Excerpts from pointing data:
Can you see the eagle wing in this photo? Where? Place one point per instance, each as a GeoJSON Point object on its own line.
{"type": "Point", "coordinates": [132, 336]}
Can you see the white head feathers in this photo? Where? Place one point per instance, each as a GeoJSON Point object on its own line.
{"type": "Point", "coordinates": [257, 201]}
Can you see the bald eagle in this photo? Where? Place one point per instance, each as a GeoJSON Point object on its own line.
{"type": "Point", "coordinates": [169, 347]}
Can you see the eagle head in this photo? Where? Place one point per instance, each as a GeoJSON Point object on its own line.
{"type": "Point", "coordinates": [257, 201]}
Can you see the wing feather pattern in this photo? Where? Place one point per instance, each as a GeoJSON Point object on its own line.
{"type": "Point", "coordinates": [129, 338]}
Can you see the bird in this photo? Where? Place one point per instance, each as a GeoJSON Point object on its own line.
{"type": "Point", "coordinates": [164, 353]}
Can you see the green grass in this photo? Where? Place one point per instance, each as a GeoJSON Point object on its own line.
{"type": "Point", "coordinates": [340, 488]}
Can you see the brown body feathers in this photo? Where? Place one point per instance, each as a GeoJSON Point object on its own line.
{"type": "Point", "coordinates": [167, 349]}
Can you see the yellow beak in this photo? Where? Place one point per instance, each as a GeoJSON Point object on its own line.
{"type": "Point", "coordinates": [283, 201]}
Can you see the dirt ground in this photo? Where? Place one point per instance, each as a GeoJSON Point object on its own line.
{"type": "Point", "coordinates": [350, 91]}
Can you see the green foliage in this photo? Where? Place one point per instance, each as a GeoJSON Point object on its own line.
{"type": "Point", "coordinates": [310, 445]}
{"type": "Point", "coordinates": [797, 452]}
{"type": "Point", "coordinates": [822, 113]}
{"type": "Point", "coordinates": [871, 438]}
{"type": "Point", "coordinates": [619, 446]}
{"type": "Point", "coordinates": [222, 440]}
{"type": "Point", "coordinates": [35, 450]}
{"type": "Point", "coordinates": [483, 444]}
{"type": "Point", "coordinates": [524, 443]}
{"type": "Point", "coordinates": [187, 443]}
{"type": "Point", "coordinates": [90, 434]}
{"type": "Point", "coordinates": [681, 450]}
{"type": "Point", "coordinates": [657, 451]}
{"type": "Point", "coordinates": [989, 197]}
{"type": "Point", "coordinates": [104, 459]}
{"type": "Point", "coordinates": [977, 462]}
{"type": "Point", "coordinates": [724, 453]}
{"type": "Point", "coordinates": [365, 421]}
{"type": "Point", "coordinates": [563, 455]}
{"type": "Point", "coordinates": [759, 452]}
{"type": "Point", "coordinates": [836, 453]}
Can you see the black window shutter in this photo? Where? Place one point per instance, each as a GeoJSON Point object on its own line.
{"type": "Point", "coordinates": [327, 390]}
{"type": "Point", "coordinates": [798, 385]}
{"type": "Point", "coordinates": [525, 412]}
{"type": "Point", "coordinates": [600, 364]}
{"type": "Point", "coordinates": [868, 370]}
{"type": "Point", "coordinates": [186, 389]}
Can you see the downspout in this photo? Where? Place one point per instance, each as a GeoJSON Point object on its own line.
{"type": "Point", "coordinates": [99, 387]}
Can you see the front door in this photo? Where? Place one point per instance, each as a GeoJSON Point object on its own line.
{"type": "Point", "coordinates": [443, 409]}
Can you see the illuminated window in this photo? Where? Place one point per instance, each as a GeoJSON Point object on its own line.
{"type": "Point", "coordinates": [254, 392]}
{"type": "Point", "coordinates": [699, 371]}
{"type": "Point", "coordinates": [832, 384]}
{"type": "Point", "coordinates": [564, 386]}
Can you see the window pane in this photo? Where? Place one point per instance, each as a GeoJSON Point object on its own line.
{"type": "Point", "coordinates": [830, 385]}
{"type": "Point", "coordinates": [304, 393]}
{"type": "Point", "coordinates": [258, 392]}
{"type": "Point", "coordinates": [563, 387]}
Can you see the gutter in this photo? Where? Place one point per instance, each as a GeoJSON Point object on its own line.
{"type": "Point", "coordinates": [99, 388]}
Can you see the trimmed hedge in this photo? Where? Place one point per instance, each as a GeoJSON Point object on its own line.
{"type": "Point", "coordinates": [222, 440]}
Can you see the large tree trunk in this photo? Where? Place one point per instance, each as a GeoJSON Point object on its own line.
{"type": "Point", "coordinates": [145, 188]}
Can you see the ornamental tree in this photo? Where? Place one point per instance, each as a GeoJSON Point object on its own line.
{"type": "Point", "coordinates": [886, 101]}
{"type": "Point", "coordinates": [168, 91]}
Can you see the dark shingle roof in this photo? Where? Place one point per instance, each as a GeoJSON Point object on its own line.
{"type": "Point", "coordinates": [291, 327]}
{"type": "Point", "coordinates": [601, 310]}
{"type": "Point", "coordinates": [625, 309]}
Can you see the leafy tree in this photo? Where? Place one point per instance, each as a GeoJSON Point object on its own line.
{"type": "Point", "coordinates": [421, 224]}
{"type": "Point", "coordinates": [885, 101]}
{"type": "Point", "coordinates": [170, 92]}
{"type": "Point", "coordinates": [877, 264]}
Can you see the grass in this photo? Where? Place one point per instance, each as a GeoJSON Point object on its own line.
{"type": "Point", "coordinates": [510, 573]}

Goal: Turn every line of the data above into a numbered list, skipping any blank lines.

In response:
1. Can you see the eagle wing in this photo? Where? Place one point per instance, each as a GeoJSON Point object on its own line.
2. {"type": "Point", "coordinates": [132, 336]}
3. Can you see the white head feathers in this photo? Where? Place one point per instance, each as a GeoJSON Point object on its own line.
4. {"type": "Point", "coordinates": [257, 201]}
5. Can you see the bald eagle in this photo? Where? Place one point per instance, each as a GeoJSON Point object on its own line.
6. {"type": "Point", "coordinates": [169, 347]}
7. Can you see the eagle head in this photo? Where? Place one point per instance, each as a GeoJSON Point object on its own line.
8. {"type": "Point", "coordinates": [257, 201]}
9. Can you see the wing feather pattern in this photo? Where? Place one point per instance, each as a GeoJSON Point object on its own line.
10. {"type": "Point", "coordinates": [129, 338]}
11. Can you see the bird in this photo? Where? Place one point per instance, each as a GeoJSON Point object on its own line.
12. {"type": "Point", "coordinates": [164, 353]}
13. Can you see the green grass in this photo? Where? Place one point per instance, each as a GeoJSON Point object on its own line.
14. {"type": "Point", "coordinates": [340, 488]}
15. Can you see the brown body feathers in this photo? Where? Place one point per instance, each as a GeoJSON Point object on its own line.
16. {"type": "Point", "coordinates": [167, 349]}
17. Can you see the yellow beak in this photo? Where? Place one point per instance, each as a GeoJSON Point object on its own line.
18. {"type": "Point", "coordinates": [283, 201]}
19. Can you see the dirt ground in this photo? Where? Place one point per instance, each as a GeoJSON Point object on its own line.
20. {"type": "Point", "coordinates": [350, 91]}
21. Can you see the green foliage in this photo? Where? Place one point per instance, each as a GeoJSON Point object on its own line.
22. {"type": "Point", "coordinates": [310, 445]}
23. {"type": "Point", "coordinates": [797, 452]}
24. {"type": "Point", "coordinates": [822, 113]}
25. {"type": "Point", "coordinates": [871, 438]}
26. {"type": "Point", "coordinates": [619, 446]}
27. {"type": "Point", "coordinates": [222, 440]}
28. {"type": "Point", "coordinates": [35, 450]}
29. {"type": "Point", "coordinates": [483, 444]}
30. {"type": "Point", "coordinates": [524, 443]}
31. {"type": "Point", "coordinates": [187, 443]}
32. {"type": "Point", "coordinates": [90, 434]}
33. {"type": "Point", "coordinates": [681, 450]}
34. {"type": "Point", "coordinates": [657, 451]}
35. {"type": "Point", "coordinates": [989, 197]}
36. {"type": "Point", "coordinates": [104, 459]}
37. {"type": "Point", "coordinates": [977, 462]}
38. {"type": "Point", "coordinates": [724, 453]}
39. {"type": "Point", "coordinates": [365, 421]}
40. {"type": "Point", "coordinates": [563, 455]}
41. {"type": "Point", "coordinates": [759, 452]}
42. {"type": "Point", "coordinates": [836, 453]}
43. Can you see the black window shutter in this photo? Where? Place one point per instance, each as a GeoJSON Point object on its own line.
44. {"type": "Point", "coordinates": [327, 390]}
45. {"type": "Point", "coordinates": [798, 385]}
46. {"type": "Point", "coordinates": [525, 412]}
47. {"type": "Point", "coordinates": [600, 364]}
48. {"type": "Point", "coordinates": [868, 370]}
49. {"type": "Point", "coordinates": [186, 389]}
50. Can you see the downspout in this photo? Where? Place one point per instance, each as a GeoJSON Point object on its own line.
51. {"type": "Point", "coordinates": [99, 387]}
52. Can you see the front door in this photo? Where? Place one point per instance, each as a GeoJSON Point object on its own line.
53. {"type": "Point", "coordinates": [443, 409]}
54. Can you see the illuminated window in this photo? Where? Place one point per instance, each as a GeoJSON Point object on its own line.
55. {"type": "Point", "coordinates": [254, 392]}
56. {"type": "Point", "coordinates": [699, 371]}
57. {"type": "Point", "coordinates": [832, 384]}
58. {"type": "Point", "coordinates": [564, 386]}
59. Can you see the window pane in this photo? Where? Place one point per instance, each as a GeoJSON Point object on its own line.
60. {"type": "Point", "coordinates": [830, 385]}
61. {"type": "Point", "coordinates": [304, 393]}
62. {"type": "Point", "coordinates": [258, 392]}
63. {"type": "Point", "coordinates": [563, 387]}
64. Can you see the gutter in this photo? Where? Place one point per instance, each as a GeoJSON Point object on its own line.
65. {"type": "Point", "coordinates": [99, 388]}
66. Can you see the trimmed hedge in this photo? Where? Place one point per instance, each as a GeoJSON Point object on its own line.
67. {"type": "Point", "coordinates": [222, 440]}
68. Can you see the large tree trunk in this photo? Where? Place one point per instance, each as a GeoJSON Point object on its own line.
69. {"type": "Point", "coordinates": [145, 188]}
70. Can you see the ornamental tree in this photo? Where? Place one point per instance, each as a GeoJSON Point object on its own line.
71. {"type": "Point", "coordinates": [886, 101]}
72. {"type": "Point", "coordinates": [168, 91]}
73. Can you see the dark shingle roof in this photo? Where? Place one point per instance, each as a GeoJSON Point object on its own line.
74. {"type": "Point", "coordinates": [291, 327]}
75. {"type": "Point", "coordinates": [601, 310]}
76. {"type": "Point", "coordinates": [625, 309]}
77. Can you see the leafy tree in this photo? Where? Place one point per instance, each as a GeoJSON Point object on its own line.
78. {"type": "Point", "coordinates": [421, 224]}
79. {"type": "Point", "coordinates": [885, 101]}
80. {"type": "Point", "coordinates": [170, 92]}
81. {"type": "Point", "coordinates": [877, 264]}
82. Can you see the grass in this photo? Where? Place one point per instance, each as a GeoJSON Point object on its own line.
83. {"type": "Point", "coordinates": [510, 573]}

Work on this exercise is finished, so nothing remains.